# Exercice 1:
Répondez aux questions suivantes d'après le passage donné :
(a) Quel pourcentage des blessés reçus en février représentaient les blessés par balle ?
(b) Dans quels quartiers de nouveaux affrontements ont-ils éclaté ?
(c) Combien de blessés ont été reçus le dimanche ?
# Exercice 2:
Citez fidèlement le passage donné, depuis « Dans certains quartiers, le » jusqu'à « continue Pascal Muhitira. » inclus.

# Passage donné:
Dans certains quartiers, le niveau de violence est toujours extrême.

«En février, les blessés par balle représentaient 80% des blessés qu’on recevait. Ensuite, ce pourcentage a baissé et s’est équilibré. On a eu par exemple beaucoup plus d’accidentés de la route, signe que la vie reprenait dans certains quartiers de Bangui. Mais là, depuis quelques jours, de nouveaux affrontements ont éclaté entre jeunes musulmans et jeunes chrétiens, dans les quartiers de PK5 et Boeing. En une seule journée, dimanche, on a reçu 16 blessés, et le lendemain, 4 autres », continue Pascal Muhitira.

# Données sources:

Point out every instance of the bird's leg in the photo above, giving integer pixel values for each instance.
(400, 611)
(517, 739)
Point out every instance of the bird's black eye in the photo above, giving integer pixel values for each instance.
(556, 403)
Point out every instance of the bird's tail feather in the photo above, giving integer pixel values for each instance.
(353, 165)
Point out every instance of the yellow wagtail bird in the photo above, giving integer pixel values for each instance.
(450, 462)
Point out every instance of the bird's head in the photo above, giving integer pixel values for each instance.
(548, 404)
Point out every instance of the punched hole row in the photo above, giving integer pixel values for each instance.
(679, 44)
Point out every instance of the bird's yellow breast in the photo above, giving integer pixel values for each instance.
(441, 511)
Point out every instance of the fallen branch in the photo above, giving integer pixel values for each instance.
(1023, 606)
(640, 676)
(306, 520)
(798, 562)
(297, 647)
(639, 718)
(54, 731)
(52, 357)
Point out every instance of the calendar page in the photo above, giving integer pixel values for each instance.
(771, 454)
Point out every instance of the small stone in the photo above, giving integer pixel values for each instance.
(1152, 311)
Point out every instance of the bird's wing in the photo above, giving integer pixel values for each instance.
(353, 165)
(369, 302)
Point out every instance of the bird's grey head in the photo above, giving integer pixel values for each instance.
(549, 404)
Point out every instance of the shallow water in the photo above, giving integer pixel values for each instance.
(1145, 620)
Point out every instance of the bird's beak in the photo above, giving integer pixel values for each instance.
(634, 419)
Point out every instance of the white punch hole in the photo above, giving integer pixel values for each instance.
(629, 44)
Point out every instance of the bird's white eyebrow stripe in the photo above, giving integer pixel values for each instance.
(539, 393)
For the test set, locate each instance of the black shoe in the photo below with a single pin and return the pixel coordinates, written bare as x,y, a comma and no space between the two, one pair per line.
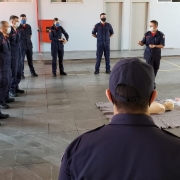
108,72
9,100
63,73
20,91
34,74
4,106
3,116
12,94
22,77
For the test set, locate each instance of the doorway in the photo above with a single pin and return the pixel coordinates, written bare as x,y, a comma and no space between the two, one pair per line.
139,20
114,17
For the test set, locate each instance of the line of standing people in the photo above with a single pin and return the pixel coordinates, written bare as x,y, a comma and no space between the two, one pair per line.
15,44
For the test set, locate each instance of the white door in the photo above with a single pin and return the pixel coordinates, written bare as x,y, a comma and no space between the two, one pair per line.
139,17
114,17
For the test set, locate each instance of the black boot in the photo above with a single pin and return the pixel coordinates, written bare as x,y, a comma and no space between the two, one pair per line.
9,100
34,74
20,91
63,73
4,106
3,116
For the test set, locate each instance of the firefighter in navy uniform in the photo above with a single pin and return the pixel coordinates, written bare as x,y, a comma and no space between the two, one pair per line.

# Réponse 1:
(a) 80%.
(b) Dans les quartiers de PK5 et Boeing.
(c) 16 blessés.

# Réponse 2:
Dans certains quartiers, le niveau de violence est toujours extrême.

«En février, les blessés par balle représentaient 80% des blessés qu’on recevait. Ensuite, ce pourcentage a baissé et s’est équilibré. On a eu par exemple beaucoup plus d’accidentés de la route, signe que la vie reprenait dans certains quartiers de Bangui. Mais là, depuis quelques jours, de nouveaux affrontements ont éclaté entre jeunes musulmans et jeunes chrétiens, dans les quartiers de PK5 et Boeing. En une seule journée, dimanche, on a reçu 16 blessés, et le lendemain, 4 autres », continue Pascal Muhitira.